Start of Text block

We take a look at what to expect from a selection of FTSE 100, FTSE 250 and selected other companies reporting next week.

Important notes

This article isn’t personal advice. If you’re not sure whether an investment is right for you please seek advice. If you choose to invest the value of your investment will rise and fall, so you could get back less than you put in.

Among the companies reporting next week;

  • EMIS have already given us a lot of detail on results which makes sales of recently launched EMIS-X our main focus.
  • Fevertree will tell us how a second half recovery impacted margins.
  • Ocado should offer an update on its spending plans as it builds out more robotic fulfilment centres.

FTSE 100, FTSE 250 and selected other stocks scheduled to report next week

15-Mar
HG Capital Trust Full Year Results
16-Mar
Antofagasta Full Year Results
C&C Trading Statement
Close Brothers Half Year Results
Computacenter Full Year Results
Elementis Full Year Results
Ferguson Half Year Results
Greggs Full Year Results
John Wood Full Year Results
Just Group Full Year Results
Polypipe Full Year Results
TI Fluid Systems Full Year Results
Unite Group Full Year Results
17-Mar
Capita Full Year Results
Ferrexpo Full Year Results
18-Mar
888 Holdings Full Year Results
EMIS* Full Year Results
Fevertree* Full Year Results
National Express Full Year Results
Ocado* Q1 Trading Statement
OneSavings Bank Full Year Results
Vectura Full Year Results
19-Mar
ContourGlobal Full Year Results
Investec Trading Statement
JD Wetherspoon Half Year Results
Sanne* Full Year Results

*Companies on which we will be writing research.

End of Text block

[Questions on the material]:
**a)** Extract the stretch from "We take a look" through "you put in." in the results preview, word for word.
**b)** In the results preview, list every company marked with an asterisk in the reporting schedule.

Start of Data section

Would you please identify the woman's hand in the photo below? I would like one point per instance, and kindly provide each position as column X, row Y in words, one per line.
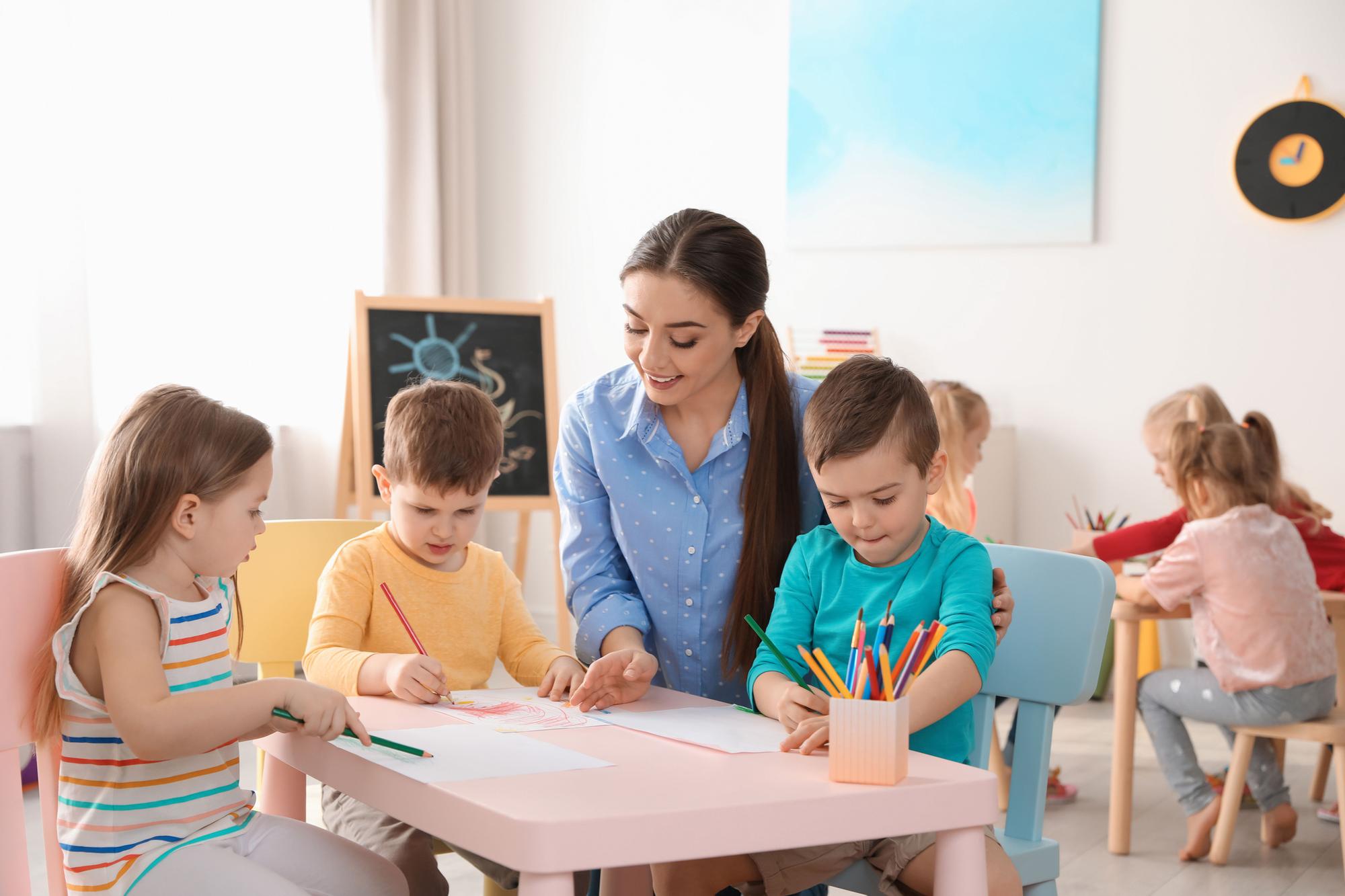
column 416, row 678
column 1003, row 603
column 621, row 677
column 566, row 674
column 323, row 712
column 810, row 735
column 798, row 705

End of Data section

[Numbered responses]:
**a)**
We take a look at what to expect from a selection of FTSE 100, FTSE 250 and selected other companies reporting next week.

Important notes

This article isn’t personal advice. If you’re not sure whether an investment is right for you please seek advice. If you choose to invest the value of your investment will rise and fall, so you could get back less than you put in.

**b)** EMIS, Fevertree, Ocado, Sanne